- [Текст для чтения]
____

Но на пристани стояли матросы с «Ростислава», нарочно подобранный темный сброд, кулацкие сынки, выслуживающиеся подонки. Лодок они не дали, стали стрелять. "Им заранее приказано было прекратить всякую попытку к спасению бунтовщиков".
Газета, поместившая статью, была закрыта, а Куприн выслан из Балаклавы. Но на следующее лето с упрямством молодости и любви Куприн все-таки опять приехал в Балаклаву. Только успели заказать обед в «Поплавке» напротив злосчастного «Гранд-Отеля», как явился пристав и объявил, что Куприн должен немедленно покинуть город. Удалось, правда, получить двухчасовую отсрочку, причем разрешено было встретиться только "с людьми своего круга, но никак не с этими…" — пристав кивнул за плечо, где в отдалении уже маячили фигуры тех самых листригонов, то есть, попросту говоря балаклавских рыбаков, с которыми Куприн на равных делил и труд, и опасность, выходя в открытое море.
Уезжали из Балаклавы грустно. Холмы, замыкавшие долину, отделяли друг от друга нарядные полотнища света. И от этого вся цепь гор как бы парила в воздухе, утратив свою каменную тяжесть. На одном из холмов стояла сторожевая башня, а ниже росли дикие яблони и виноград. Чуть видна была также стенка из плоских плит ракушечника, на которую очень скоро сядет вся золотая от солнца Суламифь, простая девушка, любимая царем Соломоном и воспетая в бессмертной "Песни песней".
Но неизвестно еще, вспоминали бы мы Суламифь так часто, не будь рассказа Куприна, перечитывая который, понимаешь: запах цветущих виноградников, два тополя, наполовину темные, наполовину белые от лунного света под окном Суламифь, стенка из плоских плит, огораживающая виноградник, — это же Балаклава!
…Из Балаклавы Куприны переехали в Алушту. Но Алушта была обыденным курортом на проезжей дороге. В ней не было очарования места, где тебя принимают как своего, где ты рисковал жизнью, ставя парус, сдирал кожу с ладоней, вытягивая сеть. В Алуште не было также библейской долины, и с ее холмов не спускалась Суламифь.
Еще недавно художник Владимир Константинович Яновский занимался тем, что рисовал розы и воду. Роскошные ливадийские цветы и зеленоватую воду, сквозь которую видны камешки на дне. Воду, разбитую солнечной рябью, воду мелкую и мирную.
Но вот уже несколько дней, приехав из Ялты, Яновский кружит вместе с севастопольской толпой, которая, как притянутая магнитом, сгущается на Графской пристани, смотрит на красный флаг, поднятый «Очаковым», на красный флаг, который уже дважды поднимается на «Пантелеймоне», бывшем «Потемкине», на снующие в бухте катера… Над толпой жужжат тревожные разговоры. Яновский прислушивается к ним.

____

- [Исходные данные]
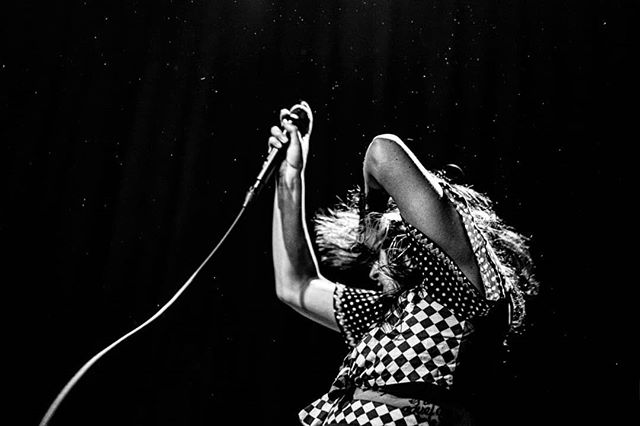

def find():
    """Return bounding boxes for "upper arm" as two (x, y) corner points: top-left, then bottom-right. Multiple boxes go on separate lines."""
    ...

____

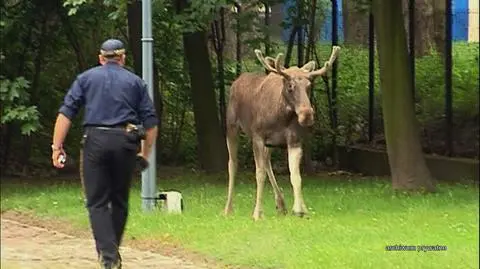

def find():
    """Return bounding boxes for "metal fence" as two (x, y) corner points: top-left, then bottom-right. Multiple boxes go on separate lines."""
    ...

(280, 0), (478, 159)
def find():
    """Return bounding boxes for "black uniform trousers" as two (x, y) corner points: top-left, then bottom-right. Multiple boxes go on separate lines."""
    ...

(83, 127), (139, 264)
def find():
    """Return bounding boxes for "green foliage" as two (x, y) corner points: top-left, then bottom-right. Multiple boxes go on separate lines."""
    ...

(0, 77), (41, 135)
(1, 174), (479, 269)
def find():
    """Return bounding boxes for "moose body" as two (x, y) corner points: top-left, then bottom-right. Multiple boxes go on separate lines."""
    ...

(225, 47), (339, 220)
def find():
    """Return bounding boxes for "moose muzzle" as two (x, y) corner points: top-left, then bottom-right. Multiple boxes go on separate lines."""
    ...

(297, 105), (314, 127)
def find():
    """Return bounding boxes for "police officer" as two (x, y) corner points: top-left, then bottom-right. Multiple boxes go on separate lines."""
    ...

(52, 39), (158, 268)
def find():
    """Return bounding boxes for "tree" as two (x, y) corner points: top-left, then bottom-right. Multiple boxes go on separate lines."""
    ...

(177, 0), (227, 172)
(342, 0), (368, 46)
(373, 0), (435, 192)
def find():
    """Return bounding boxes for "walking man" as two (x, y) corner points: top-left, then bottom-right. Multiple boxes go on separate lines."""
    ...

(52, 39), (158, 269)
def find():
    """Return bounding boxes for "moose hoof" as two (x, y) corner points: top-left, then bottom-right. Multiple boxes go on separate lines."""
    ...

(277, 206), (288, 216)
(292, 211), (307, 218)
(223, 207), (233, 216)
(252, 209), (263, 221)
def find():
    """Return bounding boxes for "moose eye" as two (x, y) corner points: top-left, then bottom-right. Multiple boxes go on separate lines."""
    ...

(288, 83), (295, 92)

____

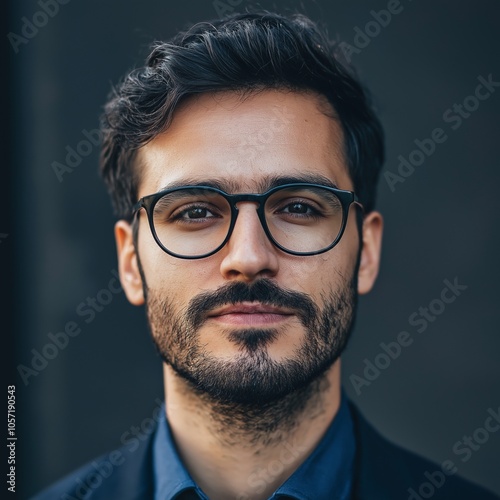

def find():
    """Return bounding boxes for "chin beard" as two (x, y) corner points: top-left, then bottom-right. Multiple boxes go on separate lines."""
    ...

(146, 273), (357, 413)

____

Укажите, куда Куприны переехали из Балаклавы, согласно тексту о Куприне и Балаклаве. Эти данные никак не связаны с текстом о Куприне и Балаклаве.

- [Результат выполнения] Из Балаклавы Куприны переехали в Алушту.